> What is expected
Find each line in the listing that contains the string "water", and copy those lines.

Records for identifying positions:
☆ ☆ ☆ ☆ ☆ ☆ ☆

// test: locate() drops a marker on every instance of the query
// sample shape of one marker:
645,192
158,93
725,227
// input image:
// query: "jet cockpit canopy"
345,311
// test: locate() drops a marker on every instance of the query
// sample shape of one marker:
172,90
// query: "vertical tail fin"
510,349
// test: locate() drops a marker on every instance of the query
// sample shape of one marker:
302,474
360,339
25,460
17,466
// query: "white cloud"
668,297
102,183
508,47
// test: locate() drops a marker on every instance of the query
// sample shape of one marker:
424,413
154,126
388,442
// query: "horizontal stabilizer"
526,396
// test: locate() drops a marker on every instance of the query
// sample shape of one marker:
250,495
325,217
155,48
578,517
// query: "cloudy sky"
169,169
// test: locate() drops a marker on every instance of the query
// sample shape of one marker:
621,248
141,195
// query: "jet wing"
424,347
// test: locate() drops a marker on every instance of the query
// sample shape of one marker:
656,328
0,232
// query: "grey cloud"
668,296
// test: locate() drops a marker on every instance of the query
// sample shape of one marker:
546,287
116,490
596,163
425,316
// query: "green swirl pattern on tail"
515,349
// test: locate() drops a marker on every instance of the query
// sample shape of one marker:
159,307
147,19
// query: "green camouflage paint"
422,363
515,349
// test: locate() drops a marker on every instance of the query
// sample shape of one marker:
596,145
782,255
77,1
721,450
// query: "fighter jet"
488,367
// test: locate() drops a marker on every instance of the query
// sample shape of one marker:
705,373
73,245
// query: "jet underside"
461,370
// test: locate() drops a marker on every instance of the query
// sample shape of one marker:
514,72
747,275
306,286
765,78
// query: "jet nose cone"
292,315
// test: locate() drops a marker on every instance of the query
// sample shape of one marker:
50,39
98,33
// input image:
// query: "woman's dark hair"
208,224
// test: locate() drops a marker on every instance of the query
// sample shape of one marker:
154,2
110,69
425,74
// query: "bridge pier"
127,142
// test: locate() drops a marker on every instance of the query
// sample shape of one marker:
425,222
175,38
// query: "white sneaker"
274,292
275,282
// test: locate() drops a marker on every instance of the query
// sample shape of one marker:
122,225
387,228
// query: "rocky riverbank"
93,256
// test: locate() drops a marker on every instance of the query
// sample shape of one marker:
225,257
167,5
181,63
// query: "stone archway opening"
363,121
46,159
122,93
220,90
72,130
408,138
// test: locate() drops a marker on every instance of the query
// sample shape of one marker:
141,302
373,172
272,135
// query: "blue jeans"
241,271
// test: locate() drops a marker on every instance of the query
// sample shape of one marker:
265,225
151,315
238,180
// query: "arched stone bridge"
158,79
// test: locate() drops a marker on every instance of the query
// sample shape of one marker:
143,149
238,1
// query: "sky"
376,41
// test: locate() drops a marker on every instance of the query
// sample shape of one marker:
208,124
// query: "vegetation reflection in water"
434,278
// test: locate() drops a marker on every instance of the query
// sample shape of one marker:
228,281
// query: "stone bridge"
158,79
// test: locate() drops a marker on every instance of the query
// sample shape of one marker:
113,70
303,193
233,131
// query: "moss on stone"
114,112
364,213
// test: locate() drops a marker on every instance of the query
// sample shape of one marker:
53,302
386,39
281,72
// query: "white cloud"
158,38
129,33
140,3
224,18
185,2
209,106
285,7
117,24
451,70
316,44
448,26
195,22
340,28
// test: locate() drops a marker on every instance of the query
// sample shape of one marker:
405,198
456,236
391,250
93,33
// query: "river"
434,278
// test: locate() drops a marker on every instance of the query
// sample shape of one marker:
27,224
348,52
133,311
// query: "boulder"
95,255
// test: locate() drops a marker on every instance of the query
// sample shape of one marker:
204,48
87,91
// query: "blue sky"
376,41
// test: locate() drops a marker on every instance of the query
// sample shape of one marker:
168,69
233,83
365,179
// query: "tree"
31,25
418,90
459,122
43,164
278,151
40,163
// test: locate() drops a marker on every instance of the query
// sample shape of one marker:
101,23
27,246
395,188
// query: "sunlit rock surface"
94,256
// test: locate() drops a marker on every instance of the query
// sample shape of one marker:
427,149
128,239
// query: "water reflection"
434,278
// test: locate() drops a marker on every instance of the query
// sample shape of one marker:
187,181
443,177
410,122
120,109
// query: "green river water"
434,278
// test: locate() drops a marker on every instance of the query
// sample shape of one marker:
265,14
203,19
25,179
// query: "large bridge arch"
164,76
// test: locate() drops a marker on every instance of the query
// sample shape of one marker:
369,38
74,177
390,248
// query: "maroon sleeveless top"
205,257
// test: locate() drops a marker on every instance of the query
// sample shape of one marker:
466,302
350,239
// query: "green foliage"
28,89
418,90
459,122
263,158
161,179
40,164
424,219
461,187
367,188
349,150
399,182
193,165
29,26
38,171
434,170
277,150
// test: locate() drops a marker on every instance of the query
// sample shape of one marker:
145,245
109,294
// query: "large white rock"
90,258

☆ ☆ ☆ ☆ ☆ ☆ ☆

> Exercise output
// query: "vegetation reflection in water"
// query: "water reflection"
// query: "green river water"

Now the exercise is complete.